EXERCISE AIM:
Write out only the lines from the line that holds "the harvester wheel" to the end of the listing below, inclusive, with the pictures omitted.

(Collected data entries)
↓
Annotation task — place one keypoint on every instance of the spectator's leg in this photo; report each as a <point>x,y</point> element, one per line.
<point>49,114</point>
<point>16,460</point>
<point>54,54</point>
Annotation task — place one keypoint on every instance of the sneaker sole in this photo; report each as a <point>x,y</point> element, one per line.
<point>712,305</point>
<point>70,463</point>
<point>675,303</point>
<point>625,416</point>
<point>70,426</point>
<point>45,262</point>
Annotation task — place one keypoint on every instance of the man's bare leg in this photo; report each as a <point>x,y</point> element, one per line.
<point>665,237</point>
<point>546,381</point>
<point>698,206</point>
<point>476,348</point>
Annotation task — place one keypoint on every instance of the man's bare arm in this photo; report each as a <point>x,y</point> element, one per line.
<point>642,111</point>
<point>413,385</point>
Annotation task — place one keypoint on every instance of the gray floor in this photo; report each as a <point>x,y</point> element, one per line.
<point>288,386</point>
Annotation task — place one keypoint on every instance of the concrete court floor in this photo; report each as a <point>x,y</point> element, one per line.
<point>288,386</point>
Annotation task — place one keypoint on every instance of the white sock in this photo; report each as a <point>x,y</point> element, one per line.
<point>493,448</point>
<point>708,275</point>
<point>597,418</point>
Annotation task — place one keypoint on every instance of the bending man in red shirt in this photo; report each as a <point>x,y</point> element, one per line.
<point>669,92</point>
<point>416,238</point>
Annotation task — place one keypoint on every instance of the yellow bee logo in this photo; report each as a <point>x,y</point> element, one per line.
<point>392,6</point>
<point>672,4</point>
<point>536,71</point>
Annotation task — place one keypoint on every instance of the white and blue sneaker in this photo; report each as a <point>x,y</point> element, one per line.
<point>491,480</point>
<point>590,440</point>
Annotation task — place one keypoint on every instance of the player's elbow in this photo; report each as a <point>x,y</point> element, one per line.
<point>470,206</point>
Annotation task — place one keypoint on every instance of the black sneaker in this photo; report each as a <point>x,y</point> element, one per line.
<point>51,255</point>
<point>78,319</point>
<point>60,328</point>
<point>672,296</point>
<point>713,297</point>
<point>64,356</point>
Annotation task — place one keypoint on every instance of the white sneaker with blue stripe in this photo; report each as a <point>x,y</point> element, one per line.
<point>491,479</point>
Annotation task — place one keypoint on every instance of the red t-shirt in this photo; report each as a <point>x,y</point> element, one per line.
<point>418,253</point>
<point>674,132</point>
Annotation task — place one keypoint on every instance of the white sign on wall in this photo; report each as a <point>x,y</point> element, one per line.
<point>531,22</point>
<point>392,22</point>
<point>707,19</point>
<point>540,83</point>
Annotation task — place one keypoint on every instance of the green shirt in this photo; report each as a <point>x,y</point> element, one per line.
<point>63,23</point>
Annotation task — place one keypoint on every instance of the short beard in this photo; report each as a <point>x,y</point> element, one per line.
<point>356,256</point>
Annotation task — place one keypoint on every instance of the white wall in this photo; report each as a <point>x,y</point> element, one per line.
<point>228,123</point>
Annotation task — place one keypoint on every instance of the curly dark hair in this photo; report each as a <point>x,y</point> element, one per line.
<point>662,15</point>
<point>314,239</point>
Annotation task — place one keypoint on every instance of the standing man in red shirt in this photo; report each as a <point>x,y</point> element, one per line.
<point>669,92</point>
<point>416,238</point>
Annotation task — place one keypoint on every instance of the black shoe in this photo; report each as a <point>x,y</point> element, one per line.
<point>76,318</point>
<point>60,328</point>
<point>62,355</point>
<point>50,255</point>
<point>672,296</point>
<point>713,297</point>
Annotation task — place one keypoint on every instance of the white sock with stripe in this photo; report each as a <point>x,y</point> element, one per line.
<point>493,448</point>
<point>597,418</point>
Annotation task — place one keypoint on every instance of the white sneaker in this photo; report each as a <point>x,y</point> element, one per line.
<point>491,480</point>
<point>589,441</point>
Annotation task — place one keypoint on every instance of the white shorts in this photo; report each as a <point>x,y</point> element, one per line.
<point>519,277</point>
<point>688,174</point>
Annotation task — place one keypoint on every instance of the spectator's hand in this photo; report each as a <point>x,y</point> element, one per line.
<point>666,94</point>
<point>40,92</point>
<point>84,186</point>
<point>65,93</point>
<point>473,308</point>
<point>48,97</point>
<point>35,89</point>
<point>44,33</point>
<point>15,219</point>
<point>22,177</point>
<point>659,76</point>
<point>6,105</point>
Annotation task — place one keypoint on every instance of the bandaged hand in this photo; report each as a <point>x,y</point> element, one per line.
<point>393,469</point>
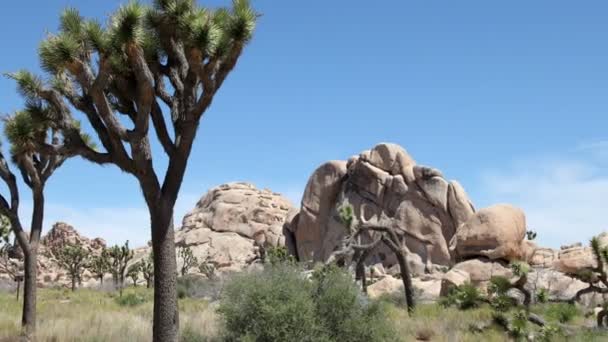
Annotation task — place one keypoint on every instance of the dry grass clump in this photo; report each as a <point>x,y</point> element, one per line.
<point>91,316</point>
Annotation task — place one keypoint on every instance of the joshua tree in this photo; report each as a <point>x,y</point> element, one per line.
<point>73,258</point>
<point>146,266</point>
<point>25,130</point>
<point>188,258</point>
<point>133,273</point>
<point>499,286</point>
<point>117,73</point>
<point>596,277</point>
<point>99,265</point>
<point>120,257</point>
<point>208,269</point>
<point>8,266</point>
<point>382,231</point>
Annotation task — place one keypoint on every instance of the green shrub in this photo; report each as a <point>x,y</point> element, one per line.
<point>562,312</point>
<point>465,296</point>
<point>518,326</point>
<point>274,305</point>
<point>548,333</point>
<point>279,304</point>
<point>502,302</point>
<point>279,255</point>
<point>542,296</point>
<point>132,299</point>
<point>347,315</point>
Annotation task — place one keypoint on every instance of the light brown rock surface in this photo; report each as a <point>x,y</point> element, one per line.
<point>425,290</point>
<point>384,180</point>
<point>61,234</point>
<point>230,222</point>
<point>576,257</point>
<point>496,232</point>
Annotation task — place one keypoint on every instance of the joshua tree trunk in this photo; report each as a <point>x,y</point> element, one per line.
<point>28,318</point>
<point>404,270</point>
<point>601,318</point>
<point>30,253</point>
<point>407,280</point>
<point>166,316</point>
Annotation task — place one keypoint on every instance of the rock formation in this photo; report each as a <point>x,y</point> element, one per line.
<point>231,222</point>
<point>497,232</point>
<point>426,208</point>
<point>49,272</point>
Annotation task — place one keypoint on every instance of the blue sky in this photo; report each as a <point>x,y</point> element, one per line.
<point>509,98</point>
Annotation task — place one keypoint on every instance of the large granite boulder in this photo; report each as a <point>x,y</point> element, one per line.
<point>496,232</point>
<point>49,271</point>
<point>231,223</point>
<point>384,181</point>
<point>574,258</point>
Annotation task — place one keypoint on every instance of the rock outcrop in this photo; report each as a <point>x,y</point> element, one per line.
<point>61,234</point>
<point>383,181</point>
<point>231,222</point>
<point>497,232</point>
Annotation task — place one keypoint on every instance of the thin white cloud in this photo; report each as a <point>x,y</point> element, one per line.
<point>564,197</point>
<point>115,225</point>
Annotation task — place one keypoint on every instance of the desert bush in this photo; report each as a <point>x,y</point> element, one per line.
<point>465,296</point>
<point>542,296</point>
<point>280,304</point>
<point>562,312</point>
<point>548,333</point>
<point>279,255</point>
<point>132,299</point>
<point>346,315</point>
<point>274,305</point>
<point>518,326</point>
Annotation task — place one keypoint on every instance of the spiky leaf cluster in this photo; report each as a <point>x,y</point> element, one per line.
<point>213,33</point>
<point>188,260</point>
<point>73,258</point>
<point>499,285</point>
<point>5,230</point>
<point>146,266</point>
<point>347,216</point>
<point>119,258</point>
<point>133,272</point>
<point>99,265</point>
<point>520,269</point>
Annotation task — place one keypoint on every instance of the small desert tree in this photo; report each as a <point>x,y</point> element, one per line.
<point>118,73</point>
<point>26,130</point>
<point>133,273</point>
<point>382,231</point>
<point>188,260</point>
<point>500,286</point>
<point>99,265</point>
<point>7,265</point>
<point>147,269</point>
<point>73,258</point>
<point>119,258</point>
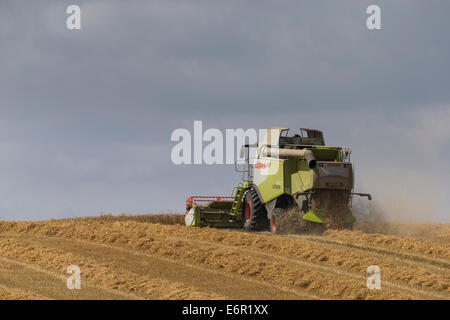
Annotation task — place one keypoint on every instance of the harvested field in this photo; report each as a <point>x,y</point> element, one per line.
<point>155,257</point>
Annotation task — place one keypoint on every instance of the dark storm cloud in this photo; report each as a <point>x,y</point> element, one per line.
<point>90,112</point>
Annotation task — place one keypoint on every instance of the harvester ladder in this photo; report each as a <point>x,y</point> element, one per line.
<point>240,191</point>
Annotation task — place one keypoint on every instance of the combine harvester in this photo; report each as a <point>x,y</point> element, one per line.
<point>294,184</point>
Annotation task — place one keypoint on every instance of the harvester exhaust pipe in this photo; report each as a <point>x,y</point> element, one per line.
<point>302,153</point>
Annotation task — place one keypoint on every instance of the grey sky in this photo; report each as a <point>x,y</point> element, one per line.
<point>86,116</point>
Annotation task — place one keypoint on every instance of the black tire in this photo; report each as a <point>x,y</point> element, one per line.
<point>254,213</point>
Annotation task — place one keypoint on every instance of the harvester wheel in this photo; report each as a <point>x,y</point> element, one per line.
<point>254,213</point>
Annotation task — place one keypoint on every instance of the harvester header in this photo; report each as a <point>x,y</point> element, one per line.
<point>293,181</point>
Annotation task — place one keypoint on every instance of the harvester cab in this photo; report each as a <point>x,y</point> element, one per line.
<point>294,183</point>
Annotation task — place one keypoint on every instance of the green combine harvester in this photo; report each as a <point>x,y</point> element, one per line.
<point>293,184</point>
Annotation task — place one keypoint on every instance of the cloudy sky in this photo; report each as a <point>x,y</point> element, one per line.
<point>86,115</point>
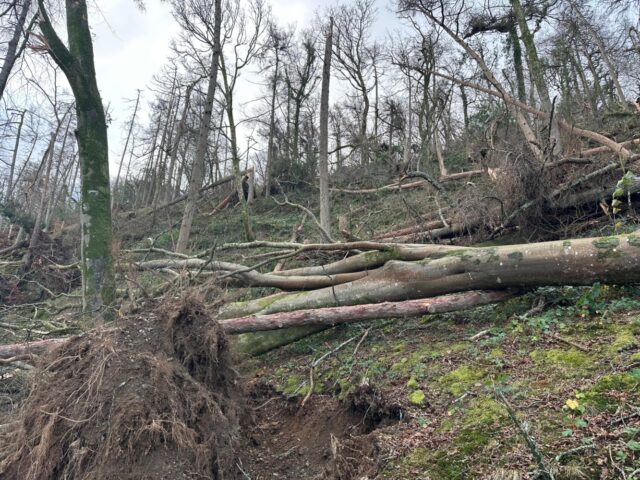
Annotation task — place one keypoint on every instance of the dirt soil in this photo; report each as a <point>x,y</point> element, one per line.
↑
ANSWER:
Annotation task — place one keypoint on every instance of the harvester wheel in this photo; report each as a <point>x,y</point> element, one per line.
<point>254,213</point>
Annotation task — place one keypoint on every instance of the harvester header in this photo; report each as a <point>x,y</point> element, one per line.
<point>293,181</point>
Annotation task — place one keypoint on every instance of the harvester cab in this photo; report each as a <point>x,y</point> element, one per line.
<point>294,183</point>
Annotation task — place one keypoint on every instance of the green combine harvester in this photo; report each as a <point>x,y</point> element, one per line.
<point>293,184</point>
Annotation task — place one keypoint on every instance of the cloudy sky in this photo; report each as a <point>x,y</point> element, one per line.
<point>86,115</point>
Annotation task — place one keypoint on every instance of the dirt soil in this photo; report each as a <point>x,y</point> element, one per line.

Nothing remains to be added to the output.